___ Records
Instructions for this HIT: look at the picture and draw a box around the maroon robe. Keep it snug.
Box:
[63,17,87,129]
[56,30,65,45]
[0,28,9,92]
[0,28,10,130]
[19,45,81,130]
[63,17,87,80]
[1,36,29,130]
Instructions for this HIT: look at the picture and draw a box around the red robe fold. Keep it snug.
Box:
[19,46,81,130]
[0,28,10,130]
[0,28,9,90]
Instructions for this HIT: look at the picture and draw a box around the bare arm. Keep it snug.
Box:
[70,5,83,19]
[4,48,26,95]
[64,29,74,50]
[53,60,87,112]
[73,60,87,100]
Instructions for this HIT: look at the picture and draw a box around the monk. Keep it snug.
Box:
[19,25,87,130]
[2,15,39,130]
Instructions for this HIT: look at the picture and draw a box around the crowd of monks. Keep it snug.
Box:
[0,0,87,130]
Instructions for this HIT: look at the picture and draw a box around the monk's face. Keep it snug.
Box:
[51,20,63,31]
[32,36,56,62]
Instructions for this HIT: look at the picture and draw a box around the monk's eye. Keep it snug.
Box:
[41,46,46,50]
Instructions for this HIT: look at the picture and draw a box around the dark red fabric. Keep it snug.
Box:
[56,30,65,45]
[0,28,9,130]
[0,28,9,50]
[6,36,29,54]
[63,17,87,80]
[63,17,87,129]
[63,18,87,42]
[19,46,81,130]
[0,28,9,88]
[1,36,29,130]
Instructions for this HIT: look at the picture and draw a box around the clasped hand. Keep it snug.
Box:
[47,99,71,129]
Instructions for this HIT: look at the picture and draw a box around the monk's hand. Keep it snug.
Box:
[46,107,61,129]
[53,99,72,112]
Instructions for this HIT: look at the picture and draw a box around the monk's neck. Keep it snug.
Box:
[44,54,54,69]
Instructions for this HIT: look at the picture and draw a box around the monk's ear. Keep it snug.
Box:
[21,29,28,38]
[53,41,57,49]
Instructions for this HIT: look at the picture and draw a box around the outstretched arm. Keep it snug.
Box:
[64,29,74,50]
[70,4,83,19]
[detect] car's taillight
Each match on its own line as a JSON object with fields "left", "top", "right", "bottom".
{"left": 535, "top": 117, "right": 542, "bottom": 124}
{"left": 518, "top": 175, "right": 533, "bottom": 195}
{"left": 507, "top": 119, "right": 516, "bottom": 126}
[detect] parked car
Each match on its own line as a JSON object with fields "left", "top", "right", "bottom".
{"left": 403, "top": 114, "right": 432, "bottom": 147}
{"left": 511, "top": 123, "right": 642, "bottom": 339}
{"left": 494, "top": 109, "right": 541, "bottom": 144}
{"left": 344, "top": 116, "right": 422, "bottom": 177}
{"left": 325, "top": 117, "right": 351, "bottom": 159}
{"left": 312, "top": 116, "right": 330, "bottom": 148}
______
:: What is being asked ::
Every line above must appear again in your reply, exactly as written.

:: Exercise solution ::
Instructions for this HIT: look at the picture and draw a box around the maroon robe. Keep it snug.
Box:
[63,17,87,129]
[56,30,65,45]
[0,28,9,92]
[0,28,10,130]
[19,45,81,130]
[63,17,87,80]
[1,36,29,130]
Instructions for this HIT: look at the picture and draw a box around the red robe fold. Keep it snug.
Box:
[19,46,81,130]
[0,28,10,130]
[0,28,9,90]
Instructions for this HIT: look at the picture and draw a box around the bare arm. Keep it snug.
Box:
[70,5,83,19]
[4,48,26,95]
[64,29,74,50]
[53,60,87,112]
[73,60,87,100]
Instructions for this HIT: look at the picture and draw a box around the monk. Keep it snug.
Box:
[19,25,87,130]
[2,15,39,130]
Instructions for this HIT: look at the picture and draw a box around the crowd of monks. Keep it snug.
Box:
[0,0,87,130]
Instructions for this HIT: look at the picture and draw a box around the monk's face. Keep it snug.
Box:
[51,20,63,31]
[32,36,56,62]
Instructions for this HIT: look at the picture and draw a box around the monk's eye. Keep it snug.
Box:
[41,46,46,50]
Instructions for this HIT: look at the picture and draw a box around the dark red fabric. Keep it snug.
Box:
[56,30,65,45]
[0,28,9,130]
[0,28,9,50]
[6,36,29,54]
[63,17,87,80]
[63,17,87,129]
[63,18,87,42]
[19,46,81,130]
[0,28,9,88]
[1,36,29,130]
Instructions for this HIT: look at the picture and draw a box around the clasped hand. Keep it snug.
Box:
[47,99,71,129]
Instructions for this HIT: look at the picture and draw a box around the monk's hand. Keep it snug.
Box:
[46,107,61,129]
[53,99,72,112]
Instructions for this HIT: look at the picture and draw a box around the monk's neck. Keep it snug.
Box:
[44,54,54,69]
Instructions for this HIT: look at the picture and draw a box around the monk's ear. Keep it snug.
Box:
[21,29,28,38]
[53,41,57,49]
Instructions for this HIT: look at the picture and draw a box around the outstretched arm. Keep it snug.
Box:
[64,29,74,50]
[70,4,83,19]
[detect] car's taillight
Each match on its own line as a JSON object with fields "left", "top", "right", "bottom".
{"left": 535, "top": 117, "right": 542, "bottom": 124}
{"left": 518, "top": 175, "right": 533, "bottom": 195}
{"left": 507, "top": 119, "right": 516, "bottom": 126}
[detect] parked car
Each match on its own line as a JSON object with fields "left", "top", "right", "bottom".
{"left": 403, "top": 114, "right": 432, "bottom": 147}
{"left": 511, "top": 123, "right": 642, "bottom": 339}
{"left": 494, "top": 109, "right": 541, "bottom": 144}
{"left": 344, "top": 116, "right": 422, "bottom": 177}
{"left": 325, "top": 117, "right": 351, "bottom": 159}
{"left": 312, "top": 116, "right": 330, "bottom": 148}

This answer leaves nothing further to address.